### INSTRUCTIONS TO FOLLOW:
Continue the post below, which lists reasons its writer believes the 2020 election was stolen, picking up after its third numbered point.

### TEXT SHOWN:
R61 here.
I say I think the election was stolen for a number of reasons. For starters, I'll preface by saying that because I think the election was stolen doesn't mean I say that because I loved Trump so much. These irregularities and statistical anomalies just so happened to have taken place in 2020, when Trump and Biden was on the ticket.
I'll also say that much of my speculation doesn't exist in a vacuum. As you'll see, a lot of this is in comparison to elections going back over a century, not some argument specifically designed to explain why Trump lost. Any one of these on its own may not mean much, or even two, but all of them existing in one election is cause for concern.
So here's my list and I'll be brief so the trolls will have enough grist to chew on:
1. Trump managed to add ten million votes to his total from 2016 and still lost. For context, it's been well over a century since an incumbent President gained votes and still lost. Meanwhile, Biden managed to get almost eighty million votes...that's more than Obama got in 2012. Does Biden seem more popular than Obama was, like, ever?
2. Republicans picked up seats at the local, state, and federal level...but Trump lost? They were defending House and Senate seats and managed to keep most of them and pick up seats, but not enough Republicans turned out to re-elect Trump? Put a different way. Biden is this historically popular candidate (if you buy the numbers), but that phenomena didn't carry the Democrat Party writ large? Since when does that happen? And on a national scale.
3. Trump won FL and OH, the two states we know election observers pay close attention to since they tend to decide our elections and have for almost a century. Biden managed to win despite losing both states?

### MATERIAL SUPPLIED:
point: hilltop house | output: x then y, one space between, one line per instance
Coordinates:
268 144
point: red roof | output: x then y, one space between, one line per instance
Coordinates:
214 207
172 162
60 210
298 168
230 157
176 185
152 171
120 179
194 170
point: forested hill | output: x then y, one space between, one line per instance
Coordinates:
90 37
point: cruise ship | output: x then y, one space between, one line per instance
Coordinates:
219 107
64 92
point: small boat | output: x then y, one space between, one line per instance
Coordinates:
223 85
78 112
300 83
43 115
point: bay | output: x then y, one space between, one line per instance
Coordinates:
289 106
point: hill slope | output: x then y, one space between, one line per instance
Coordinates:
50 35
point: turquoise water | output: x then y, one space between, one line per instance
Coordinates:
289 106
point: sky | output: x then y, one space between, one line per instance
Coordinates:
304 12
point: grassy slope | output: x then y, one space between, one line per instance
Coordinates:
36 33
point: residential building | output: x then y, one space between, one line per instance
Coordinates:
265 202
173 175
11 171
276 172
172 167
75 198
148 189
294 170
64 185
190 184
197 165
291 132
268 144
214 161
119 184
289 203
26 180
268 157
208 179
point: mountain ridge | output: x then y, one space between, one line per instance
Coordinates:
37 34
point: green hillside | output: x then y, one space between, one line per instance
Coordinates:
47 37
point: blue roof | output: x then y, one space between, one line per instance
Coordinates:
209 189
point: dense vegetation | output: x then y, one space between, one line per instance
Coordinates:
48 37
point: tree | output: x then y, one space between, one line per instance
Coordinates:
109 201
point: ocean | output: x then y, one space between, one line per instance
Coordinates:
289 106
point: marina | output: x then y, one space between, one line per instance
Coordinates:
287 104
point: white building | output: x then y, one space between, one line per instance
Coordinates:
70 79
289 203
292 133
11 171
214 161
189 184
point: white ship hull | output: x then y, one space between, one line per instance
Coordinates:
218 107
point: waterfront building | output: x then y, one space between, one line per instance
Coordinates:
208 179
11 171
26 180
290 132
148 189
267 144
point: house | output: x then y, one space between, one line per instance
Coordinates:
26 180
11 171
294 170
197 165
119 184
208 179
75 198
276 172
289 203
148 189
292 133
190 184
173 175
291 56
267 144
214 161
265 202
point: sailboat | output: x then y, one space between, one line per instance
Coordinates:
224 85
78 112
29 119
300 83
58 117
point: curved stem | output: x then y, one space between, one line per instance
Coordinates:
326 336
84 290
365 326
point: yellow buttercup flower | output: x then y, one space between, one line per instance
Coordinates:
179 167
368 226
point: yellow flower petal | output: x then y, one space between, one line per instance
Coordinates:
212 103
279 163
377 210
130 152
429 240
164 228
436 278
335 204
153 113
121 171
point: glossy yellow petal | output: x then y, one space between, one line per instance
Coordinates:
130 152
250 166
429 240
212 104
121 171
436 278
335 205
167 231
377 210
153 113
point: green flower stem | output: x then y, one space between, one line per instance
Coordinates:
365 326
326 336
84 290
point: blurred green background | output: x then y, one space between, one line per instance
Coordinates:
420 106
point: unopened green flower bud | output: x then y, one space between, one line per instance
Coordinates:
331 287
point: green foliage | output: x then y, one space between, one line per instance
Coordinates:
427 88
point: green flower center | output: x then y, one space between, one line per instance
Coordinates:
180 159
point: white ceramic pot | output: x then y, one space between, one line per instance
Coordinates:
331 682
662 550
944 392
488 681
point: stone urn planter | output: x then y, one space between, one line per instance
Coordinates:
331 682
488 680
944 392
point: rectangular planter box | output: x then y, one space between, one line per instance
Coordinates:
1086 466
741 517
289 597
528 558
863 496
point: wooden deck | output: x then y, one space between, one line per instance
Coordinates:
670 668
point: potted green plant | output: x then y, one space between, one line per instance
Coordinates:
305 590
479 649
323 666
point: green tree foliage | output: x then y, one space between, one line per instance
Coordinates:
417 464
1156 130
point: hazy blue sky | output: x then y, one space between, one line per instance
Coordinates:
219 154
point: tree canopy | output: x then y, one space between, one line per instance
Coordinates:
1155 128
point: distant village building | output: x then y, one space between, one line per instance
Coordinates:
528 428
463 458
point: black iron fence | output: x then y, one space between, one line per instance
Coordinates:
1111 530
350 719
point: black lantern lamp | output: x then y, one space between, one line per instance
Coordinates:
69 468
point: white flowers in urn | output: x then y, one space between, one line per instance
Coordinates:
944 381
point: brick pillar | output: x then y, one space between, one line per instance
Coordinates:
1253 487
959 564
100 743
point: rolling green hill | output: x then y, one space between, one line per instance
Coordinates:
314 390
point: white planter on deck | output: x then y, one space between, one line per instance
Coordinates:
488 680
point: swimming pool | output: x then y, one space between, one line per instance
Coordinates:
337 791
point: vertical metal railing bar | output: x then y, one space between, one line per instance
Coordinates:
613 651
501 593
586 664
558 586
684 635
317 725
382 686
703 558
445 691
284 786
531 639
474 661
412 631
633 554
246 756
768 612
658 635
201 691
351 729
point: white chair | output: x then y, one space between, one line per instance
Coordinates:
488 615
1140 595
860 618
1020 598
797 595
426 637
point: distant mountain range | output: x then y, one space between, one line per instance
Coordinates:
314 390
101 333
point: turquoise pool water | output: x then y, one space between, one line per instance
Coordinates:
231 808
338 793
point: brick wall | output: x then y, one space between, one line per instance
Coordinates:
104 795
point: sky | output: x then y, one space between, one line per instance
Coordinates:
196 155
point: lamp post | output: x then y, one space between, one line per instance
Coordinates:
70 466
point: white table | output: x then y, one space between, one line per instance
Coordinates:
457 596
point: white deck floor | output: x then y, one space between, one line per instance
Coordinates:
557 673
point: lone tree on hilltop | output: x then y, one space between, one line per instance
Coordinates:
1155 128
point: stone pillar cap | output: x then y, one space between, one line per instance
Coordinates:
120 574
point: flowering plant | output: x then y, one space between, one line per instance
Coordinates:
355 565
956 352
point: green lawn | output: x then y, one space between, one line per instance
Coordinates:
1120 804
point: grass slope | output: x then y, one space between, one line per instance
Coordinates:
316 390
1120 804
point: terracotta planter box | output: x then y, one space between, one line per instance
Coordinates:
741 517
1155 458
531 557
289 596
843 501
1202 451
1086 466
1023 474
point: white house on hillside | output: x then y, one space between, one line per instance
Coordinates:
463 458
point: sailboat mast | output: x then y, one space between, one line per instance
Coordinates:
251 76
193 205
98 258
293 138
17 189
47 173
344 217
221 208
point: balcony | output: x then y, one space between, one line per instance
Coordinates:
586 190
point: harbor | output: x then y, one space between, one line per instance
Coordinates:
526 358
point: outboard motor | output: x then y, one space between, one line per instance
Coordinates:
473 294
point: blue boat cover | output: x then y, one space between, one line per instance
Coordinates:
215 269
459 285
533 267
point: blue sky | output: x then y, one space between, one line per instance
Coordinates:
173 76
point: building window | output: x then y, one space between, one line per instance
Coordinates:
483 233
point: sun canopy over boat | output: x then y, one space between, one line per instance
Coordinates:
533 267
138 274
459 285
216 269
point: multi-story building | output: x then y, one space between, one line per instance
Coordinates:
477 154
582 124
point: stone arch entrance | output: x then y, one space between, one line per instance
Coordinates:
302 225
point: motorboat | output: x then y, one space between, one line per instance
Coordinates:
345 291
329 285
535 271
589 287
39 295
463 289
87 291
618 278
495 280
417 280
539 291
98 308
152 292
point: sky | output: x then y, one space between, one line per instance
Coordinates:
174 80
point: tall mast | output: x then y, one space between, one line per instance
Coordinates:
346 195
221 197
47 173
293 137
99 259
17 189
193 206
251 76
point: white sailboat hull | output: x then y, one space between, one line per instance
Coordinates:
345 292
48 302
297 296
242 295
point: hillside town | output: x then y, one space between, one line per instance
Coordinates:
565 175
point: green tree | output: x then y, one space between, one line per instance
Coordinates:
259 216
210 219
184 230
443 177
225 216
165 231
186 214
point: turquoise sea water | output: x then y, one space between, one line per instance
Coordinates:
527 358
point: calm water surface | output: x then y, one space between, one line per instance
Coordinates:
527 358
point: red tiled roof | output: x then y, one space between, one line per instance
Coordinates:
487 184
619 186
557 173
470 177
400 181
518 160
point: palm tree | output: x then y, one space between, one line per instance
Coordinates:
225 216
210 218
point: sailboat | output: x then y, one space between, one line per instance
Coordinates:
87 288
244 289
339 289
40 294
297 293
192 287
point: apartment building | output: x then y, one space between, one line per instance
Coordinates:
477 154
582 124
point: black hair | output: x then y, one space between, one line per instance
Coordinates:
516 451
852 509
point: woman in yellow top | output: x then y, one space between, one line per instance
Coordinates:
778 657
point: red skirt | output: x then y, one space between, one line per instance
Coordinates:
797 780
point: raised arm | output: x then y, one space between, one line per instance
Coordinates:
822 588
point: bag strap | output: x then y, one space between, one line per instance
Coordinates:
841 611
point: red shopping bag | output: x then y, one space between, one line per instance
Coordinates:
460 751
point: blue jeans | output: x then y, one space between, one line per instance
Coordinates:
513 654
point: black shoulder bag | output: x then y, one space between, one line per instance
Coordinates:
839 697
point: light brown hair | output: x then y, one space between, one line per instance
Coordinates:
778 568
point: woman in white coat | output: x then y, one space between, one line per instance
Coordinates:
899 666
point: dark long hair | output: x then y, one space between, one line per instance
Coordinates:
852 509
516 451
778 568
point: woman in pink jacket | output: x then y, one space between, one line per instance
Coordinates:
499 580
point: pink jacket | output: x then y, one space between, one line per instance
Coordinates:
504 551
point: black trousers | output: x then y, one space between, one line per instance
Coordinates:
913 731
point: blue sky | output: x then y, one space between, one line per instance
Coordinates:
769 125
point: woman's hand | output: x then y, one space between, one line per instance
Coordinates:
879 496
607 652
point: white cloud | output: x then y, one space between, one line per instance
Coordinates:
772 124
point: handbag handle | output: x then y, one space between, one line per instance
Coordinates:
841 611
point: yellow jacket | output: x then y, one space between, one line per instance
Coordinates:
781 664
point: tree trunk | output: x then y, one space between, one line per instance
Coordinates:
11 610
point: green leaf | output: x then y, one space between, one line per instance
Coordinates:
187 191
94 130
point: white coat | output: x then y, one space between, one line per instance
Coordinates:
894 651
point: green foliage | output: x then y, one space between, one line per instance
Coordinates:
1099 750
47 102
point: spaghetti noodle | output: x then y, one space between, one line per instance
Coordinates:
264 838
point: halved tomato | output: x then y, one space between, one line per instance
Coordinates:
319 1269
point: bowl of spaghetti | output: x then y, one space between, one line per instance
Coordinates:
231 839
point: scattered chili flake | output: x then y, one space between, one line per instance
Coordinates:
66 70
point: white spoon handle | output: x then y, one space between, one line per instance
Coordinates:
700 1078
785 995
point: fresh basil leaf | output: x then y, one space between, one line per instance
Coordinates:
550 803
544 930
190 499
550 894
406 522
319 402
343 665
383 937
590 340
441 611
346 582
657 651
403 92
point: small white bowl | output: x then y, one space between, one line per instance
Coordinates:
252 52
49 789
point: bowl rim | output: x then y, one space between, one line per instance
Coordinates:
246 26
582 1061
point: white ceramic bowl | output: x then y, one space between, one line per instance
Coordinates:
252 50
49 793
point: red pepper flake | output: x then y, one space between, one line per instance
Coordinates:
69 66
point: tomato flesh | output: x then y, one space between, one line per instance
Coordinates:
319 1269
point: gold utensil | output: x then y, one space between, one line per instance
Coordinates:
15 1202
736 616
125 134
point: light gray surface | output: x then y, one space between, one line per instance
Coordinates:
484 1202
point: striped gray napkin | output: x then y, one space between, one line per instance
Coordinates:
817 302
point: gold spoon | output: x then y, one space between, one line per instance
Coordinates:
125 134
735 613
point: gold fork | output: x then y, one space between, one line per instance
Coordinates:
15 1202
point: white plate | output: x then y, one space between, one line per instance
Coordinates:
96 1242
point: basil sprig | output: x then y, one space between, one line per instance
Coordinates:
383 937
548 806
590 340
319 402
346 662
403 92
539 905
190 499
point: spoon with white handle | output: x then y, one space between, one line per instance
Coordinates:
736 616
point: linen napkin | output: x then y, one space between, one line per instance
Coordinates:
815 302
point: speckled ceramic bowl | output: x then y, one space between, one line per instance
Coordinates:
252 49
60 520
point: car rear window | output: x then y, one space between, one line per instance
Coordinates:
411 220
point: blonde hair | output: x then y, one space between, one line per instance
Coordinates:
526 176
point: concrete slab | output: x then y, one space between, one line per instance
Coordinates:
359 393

### RESULT BELOW:
4. People talk about "battleground states", but nobody mentions the bellwether counties that historically have predicted the President for well over a century. Typically whichever candidate wins the majority of these counties becomes President, and that was even true when we nominated and elected our first Black President. Out of the 19 bellwether counties, Trump won like 18 of them. Biden literally won one and still managed to win. He won one bellwether county to managed to run the table on the battleground states?
5. Piggybacking off #4, Biden managed to underperform virtually all over the country except the battleground states he had to win. In Milwaukee, Detroit, Philly, and Atlanta, Biden voters turned out in droves...but liberal enclaves where his popularity should have been palpable, it was substandard (comparing that to Hillary, who managed to win the popular vote and still lost).
6. And let's remember something: Biden *barely* won the DNC Primary. Mayor Pete and Bernie won Primaries. Then all of a sudden, Pete and Klobuchar dropped out of the race days before the SC Primary. Two candidates dropped out before Joe won a single primary.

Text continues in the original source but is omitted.